- DVD cover
- Genre: Crime action
- Created by: Joseph Merhi; Richard Pepin;
- Starring: Wolf Larson; Steven Williams; Dawn Radenbaugh; Renee Tenison;
- Composers: Stephen Edwards; Louis Febre; John Gonzalez; John Sponsler; Alex Wilkinson;
- Country of origin: United States
- Original language: English
- No. of seasons: 2
- No. of episodes: 48

Production
- Executive producer: George Shamieh Richard Pepin Joseph Merhi
- Running time: 60 minutes (approx.)
- Production company: PM Entertainment Group, Inc.

Original release
- Network: TNT
- Release: March 15 – May 19, 1999

= L.A. Heat (TV series) =

L.A. Heat is an American crime action television series starring Wolf Larson and Steven Williams as Los Angeles police detectives. The series aired on TNT for two seasons beginning March 15, 1999.

==Show history==
Produced by PM Entertainment, L.A. Heat began filming 1996, in areas that included Los Angeles, Beverly Hills, San Diego, Long Beach and Hollywood; some footage of car chases, explosions, and the like were sourced from previous feature films PM Entertainment had produced. Without the backing of a major network, L.A. Heat was not picked up for domestic distribution in the United States. It was instead sold in countries such as Germany (where it beat Baywatch in ratings), Lebanon, and France.

Due to financial troubles within PM Entertainment, production ended in 1998 after just two seasons; an attempt was made to produce a third season in 2000, but funding could not be secured. The series aired in the United States for the first time in 1999 on the cable network TNT. As of 2025, it is available on Amazon Prime Video.

==Premise==
The show follows the action-packed adventures of two Los Angeles robbery/homicide detectives, Chase McDonald and August Brooks. The detectives are as different as night and day, but they work great together at keeping the streets of L.A. safe. Chase also makes extra money on the side by selling metal sculptures he makes himself, while August spends his free time running a youth center for underprivileged teens.

..........

**What to do**:
• A. According to the L.A. Heat article, in which country did the series beat Baywatch in ratings?
• B. Carry on the L.A. Heat article from its final sentence onward.

**Information supplied**:

..........

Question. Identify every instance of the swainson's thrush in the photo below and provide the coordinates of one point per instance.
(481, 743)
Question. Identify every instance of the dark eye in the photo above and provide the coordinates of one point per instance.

..........

**Answers given**:
• A. Germany

• B.
==Main characters==
Detective Chester "Chase" McDonald (Wolf Larson) has been with the Los Angeles Police Department for seven years. A risk-taker, McDonald likes to live on the edge and is passionate about his work. Though a born leader, he often needs the guidance of someone with his partner's experience to keep him out of trouble. In his free time he enjoys making metal sculptures. He's in a relationship with Jodi when the series starts, but after they broke up, he began dating a variety of women, but none of them ever worked out. Despite their initial resentments towards each other, he began dating Det. Nicole Stockman towards the end of the second season.

Detective August Brooks (Steven Williams) is a seasoned veteran with sixteen years on the Los Angeles Police Department. In his youth, August was a promising boxer, a contender in every sense of the word, who always put his opponents down in the ring. But after discovering that his manager and promoter were embezzling funds from fellow boxers, and after he was forced to throw his first pro fight, August became disillusioned with the sport and left to join the police academy. Discovering he was a natural at police work, he quickly rose through the ranks of the LAPD to become a detective. He also runs the Hoover Street Youth Boxing Center in his spare time, an old gym he bought and converted into a recreation area for underprivileged children, providing an alternative to gang life. He also served in the Vietnam War.

Kendra Brooks (Renee Tenison) is the love of August's life, and works at the recreation center. Like August, she is known by all the kids who frequent the place, and she helps them with their problems from time to time. She and August have been married for five years at the start of the series.

Jodi Miller (Dawn Radenbaugh) is Chase's girlfriend. Having never been happy with Chase's job, she always expressed concern for his life and tried talking him into quitting many times to concentrate completely into his art. In episode "Killing on Lily Lane", she got a job offer to run an art gallery in Dallas, Texas and began pressuring him even more to quit and come with her. Chase refused to do so, insisting they could work things out, but ultimately, Jodi left without him.

Captain Robert Jensen (Kenneth Tigar) is the high-tempered superior of Chase and August. Despite the aggravation they usually cause him, he still considers them his best detectives. Despite appearing frequently in all but a few episodes, Kenneth Tigar is never billed in the opening titles, only at the end of each episode's billing of guest stars.

==Recurring characters==
Arnold Cragmeyer (Christopher Boyer) is the head of the forensics lab and tends to always come through in helping Chase and August uncover clues and other useful information. He has a bachelor's degree is Forensic Science, and was previously a bomb squad commander in the premiere episode before requesting a transfer.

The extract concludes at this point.